Saved entries

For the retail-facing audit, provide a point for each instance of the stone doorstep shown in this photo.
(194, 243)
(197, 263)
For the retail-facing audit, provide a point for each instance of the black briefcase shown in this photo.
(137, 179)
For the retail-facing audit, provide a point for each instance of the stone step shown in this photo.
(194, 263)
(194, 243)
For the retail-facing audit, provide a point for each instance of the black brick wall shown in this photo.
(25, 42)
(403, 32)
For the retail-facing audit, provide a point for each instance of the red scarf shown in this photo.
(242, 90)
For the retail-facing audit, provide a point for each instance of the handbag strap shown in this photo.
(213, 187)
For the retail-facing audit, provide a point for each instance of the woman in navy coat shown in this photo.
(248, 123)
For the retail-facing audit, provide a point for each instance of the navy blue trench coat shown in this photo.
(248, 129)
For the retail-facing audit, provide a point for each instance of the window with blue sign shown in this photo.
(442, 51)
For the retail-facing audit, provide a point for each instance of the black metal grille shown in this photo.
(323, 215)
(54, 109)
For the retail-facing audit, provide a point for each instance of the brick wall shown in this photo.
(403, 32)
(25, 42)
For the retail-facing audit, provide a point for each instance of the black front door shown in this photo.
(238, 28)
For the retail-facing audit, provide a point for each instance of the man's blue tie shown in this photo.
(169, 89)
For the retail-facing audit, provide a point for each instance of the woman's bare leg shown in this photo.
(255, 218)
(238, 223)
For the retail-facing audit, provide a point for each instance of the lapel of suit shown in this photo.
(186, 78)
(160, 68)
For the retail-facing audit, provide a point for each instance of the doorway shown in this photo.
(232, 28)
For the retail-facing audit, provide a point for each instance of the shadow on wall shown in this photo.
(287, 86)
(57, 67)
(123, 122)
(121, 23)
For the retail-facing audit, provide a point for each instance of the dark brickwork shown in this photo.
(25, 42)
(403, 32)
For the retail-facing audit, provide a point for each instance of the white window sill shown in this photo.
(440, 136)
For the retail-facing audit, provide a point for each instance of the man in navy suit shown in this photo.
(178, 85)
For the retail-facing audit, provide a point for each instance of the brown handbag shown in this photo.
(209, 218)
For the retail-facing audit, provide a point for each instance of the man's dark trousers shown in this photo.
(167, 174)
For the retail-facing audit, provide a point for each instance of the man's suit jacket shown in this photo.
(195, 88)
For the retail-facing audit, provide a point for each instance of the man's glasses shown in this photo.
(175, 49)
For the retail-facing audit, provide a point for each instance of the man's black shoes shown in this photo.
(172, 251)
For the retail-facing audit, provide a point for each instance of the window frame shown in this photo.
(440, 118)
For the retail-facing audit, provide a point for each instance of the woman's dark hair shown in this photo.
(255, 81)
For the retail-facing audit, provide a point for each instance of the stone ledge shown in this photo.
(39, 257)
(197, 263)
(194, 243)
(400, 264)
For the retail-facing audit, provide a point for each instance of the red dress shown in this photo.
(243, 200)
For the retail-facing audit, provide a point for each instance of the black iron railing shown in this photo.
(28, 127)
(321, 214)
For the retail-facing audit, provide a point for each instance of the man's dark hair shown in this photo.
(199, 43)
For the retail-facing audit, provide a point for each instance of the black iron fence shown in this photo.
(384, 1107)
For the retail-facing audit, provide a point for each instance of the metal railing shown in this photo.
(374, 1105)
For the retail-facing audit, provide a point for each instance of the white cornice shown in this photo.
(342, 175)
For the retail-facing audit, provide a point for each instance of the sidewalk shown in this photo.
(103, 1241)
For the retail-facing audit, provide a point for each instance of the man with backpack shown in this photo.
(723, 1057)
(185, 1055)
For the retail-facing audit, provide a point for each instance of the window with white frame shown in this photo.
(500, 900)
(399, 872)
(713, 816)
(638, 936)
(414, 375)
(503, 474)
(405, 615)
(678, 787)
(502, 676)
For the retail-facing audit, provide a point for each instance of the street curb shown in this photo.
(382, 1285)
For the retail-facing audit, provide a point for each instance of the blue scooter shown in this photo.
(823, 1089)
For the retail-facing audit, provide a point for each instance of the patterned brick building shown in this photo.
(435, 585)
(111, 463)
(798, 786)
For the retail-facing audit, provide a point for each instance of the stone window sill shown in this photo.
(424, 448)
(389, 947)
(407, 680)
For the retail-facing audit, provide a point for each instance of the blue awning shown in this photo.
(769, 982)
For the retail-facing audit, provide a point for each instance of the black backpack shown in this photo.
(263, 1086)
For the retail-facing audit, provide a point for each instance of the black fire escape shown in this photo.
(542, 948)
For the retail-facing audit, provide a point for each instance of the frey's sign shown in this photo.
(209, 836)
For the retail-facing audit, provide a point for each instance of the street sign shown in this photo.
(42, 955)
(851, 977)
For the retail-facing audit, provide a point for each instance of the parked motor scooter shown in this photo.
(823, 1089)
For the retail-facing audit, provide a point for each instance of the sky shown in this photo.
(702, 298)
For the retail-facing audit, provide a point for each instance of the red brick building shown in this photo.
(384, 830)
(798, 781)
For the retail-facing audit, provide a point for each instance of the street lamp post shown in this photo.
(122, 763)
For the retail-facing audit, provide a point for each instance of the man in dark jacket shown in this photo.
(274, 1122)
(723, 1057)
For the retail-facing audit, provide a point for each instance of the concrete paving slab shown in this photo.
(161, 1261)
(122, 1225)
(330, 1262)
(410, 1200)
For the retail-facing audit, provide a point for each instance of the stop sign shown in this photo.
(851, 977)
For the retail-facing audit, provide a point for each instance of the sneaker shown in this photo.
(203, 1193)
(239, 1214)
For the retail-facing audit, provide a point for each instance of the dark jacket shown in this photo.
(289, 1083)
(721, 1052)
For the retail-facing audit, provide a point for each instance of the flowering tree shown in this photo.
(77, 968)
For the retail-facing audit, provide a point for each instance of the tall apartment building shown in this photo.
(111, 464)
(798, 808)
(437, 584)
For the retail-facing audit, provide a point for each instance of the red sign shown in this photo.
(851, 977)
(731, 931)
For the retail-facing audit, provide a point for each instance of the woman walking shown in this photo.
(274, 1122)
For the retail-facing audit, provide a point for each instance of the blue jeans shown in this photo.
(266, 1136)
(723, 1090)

| Exercise goal |
The records above must be transcribed without a single omission.

| Solution for this exercise |
For the retail-facing audit, provide a point for each instance of the stone doorstep shown in this photo.
(194, 243)
(197, 263)
For the retail-facing audit, provide a point for each instance of the black briefcase shown in this photo.
(137, 179)
For the retail-facing audit, provide a point for each instance of the stone step shown in this photo.
(194, 263)
(194, 243)
For the retail-facing audit, provide a point for each instance of the black brick wall shown in this photo.
(25, 42)
(403, 32)
For the retail-facing audit, provide a point for each instance of the red scarf shown in this photo.
(242, 90)
For the retail-facing audit, provide a point for each instance of the handbag strap shown in this photo.
(213, 187)
For the retail-facing audit, provide a point for each instance of the woman in navy coat shown in this photo.
(248, 123)
For the retail-facing audit, provide a point for each instance of the navy blue trench coat shown in this photo.
(248, 129)
For the retail-facing audit, provide a point for each instance of the window with blue sign shown in this photo.
(442, 51)
For the retail-facing audit, provide a point for each instance of the black metal grille shown in this photo.
(323, 215)
(54, 109)
For the retail-facing audit, provide a point for each instance of the brick wall shown in this photo.
(403, 32)
(25, 42)
For the retail-facing audit, provide a point for each instance of the black front door shown in this photo.
(238, 28)
For the retail-facing audit, provide a point for each instance of the man's blue tie shown in this photo.
(169, 89)
For the retail-facing audit, provide a point for each instance of the woman's bare leg shown in this photo.
(255, 218)
(238, 223)
For the retail-facing audit, provide a point for each instance of the lapel of suit shown in this photo.
(186, 78)
(160, 68)
For the retail-facing audit, provide a point for each instance of the doorway shown in this photo.
(232, 28)
For the retail-facing audit, provide a point for each instance of the shadow on wall shown in this photo.
(287, 86)
(57, 67)
(123, 122)
(121, 23)
For the retail-facing audit, provide a point for each instance of the dark brickwork shown in this photo.
(25, 42)
(403, 32)
For the retail-facing audit, provide a point for each instance of the white window sill shown in this photo.
(440, 136)
For the retail-facing audit, provide a point for each instance of the man in navy suit shown in this photo.
(178, 85)
For the retail-facing audit, provide a point for each instance of the brown handbag shown in this photo.
(209, 218)
For the retail-facing audit, provide a point for each instance of the man's dark trousers shown in this photo.
(167, 174)
For the retail-facing audit, provide a point for each instance of the man's suit jacket shown in this photo.
(195, 88)
For the retail-facing audit, provide a point for each instance of the man's glasses shown in this photo.
(175, 49)
For the retail-facing audit, provide a point for each instance of the man's black shoes shown in this photo.
(172, 251)
For the retail-facing audit, provide a point for each instance of the window frame shown in this photo.
(440, 118)
For the retail-facing audit, provide a point for each instance of the woman's dark hair shown in this photo.
(255, 81)
For the retail-facing audit, provide a point for each instance of the stone ledge shown in this photo.
(39, 257)
(197, 263)
(194, 243)
(400, 264)
For the retail-facing audit, provide a point for each instance of the red dress shown in this photo.
(243, 200)
For the retail-facing audit, provide a point for each instance of the black iron railing shown in this photo.
(28, 127)
(321, 214)
For the retail-facing audit, provide a point for each instance of the man's dark hair shown in this photo.
(199, 43)
For the retail-facing audit, provide a point for each instance of the black iron fence shown in this photo.
(384, 1107)
For the retail-facing audit, provide a point for each instance of the metal railing shown in this photo.
(374, 1105)
For the retail-facing audit, provide a point for each instance of the white cornice shown in this photo.
(342, 175)
For the retail-facing audit, provide a point for each instance of the sidewalk shown in this photo.
(103, 1241)
For the retail-facing audit, provide a point for each instance of the man with backpack shown in this photo.
(723, 1057)
(185, 1055)
For the retail-facing audit, provide a point for each instance of the window with white frame shown in this photo.
(500, 900)
(399, 872)
(713, 816)
(638, 936)
(414, 375)
(503, 474)
(405, 615)
(678, 787)
(502, 676)
For the retail-facing audit, provide a point for each instance of the street curb shown in this photo.
(382, 1285)
For the retail-facing audit, provide a point for each instance of the blue scooter shown in this photo.
(823, 1089)
For the retail-facing audit, provide a point for each instance of the patterned brick building shown in this photo.
(435, 585)
(111, 463)
(798, 786)
For the retail-facing audit, provide a point for each instance of the stone window sill shown in this photo.
(424, 448)
(389, 947)
(407, 680)
For the retail-facing audit, provide a point for each instance of the blue awning shown in this photo.
(769, 982)
For the retail-facing audit, provide a point for each instance of the black backpack shown in this photo.
(263, 1086)
For the retail-facing audit, provide a point for each instance of the black fire escape shown in this photo.
(542, 948)
For the retail-facing audit, provide a point for each instance of the frey's sign shown in this photo.
(209, 836)
For the retail-facing audit, provide a point for each instance of the street sign shown in this photo.
(42, 955)
(851, 977)
For the retail-facing audit, provide a point for each instance of the parked motor scooter shown in this photo.
(823, 1089)
For the retail-facing audit, provide a point for each instance of the sky shown in this photo.
(702, 298)
For the retail-facing audit, provide a point for each instance of the red brick building shown in this photo.
(384, 830)
(798, 781)
For the retail-facing audit, provide a point for each instance of the street lamp post shown in this photo.
(122, 763)
For the retail-facing audit, provide a point for each instance of the man in dark jacket shown in this photo.
(274, 1122)
(723, 1057)
For the retail-facing audit, provide a point for each instance of the concrete paving slab shown in this photo.
(161, 1261)
(122, 1225)
(330, 1262)
(410, 1200)
For the retail-facing audit, provide a point for each instance of the stop sign shown in this photo.
(851, 977)
For the retail-facing audit, provide a point for each instance of the sneaker shown in this photo.
(203, 1193)
(239, 1214)
For the retail-facing audit, provide a point for each instance of the dark jacket shown in this photo.
(289, 1083)
(721, 1052)
For the retail-facing audit, provide a point for each instance of the flowering tree shown in this photo.
(77, 968)
For the retail-facing audit, provide a point for each instance of the tall apartment building shown in this photo.
(111, 464)
(798, 808)
(437, 584)
For the retail-facing audit, provide a point for each instance of the red sign shown in this photo.
(851, 977)
(731, 931)
For the retail-facing audit, provide a point for each instance of the woman walking shown in this photo.
(274, 1122)
For the retail-facing audit, provide a point for each instance of the blue jeans shown in this photo.
(266, 1136)
(723, 1090)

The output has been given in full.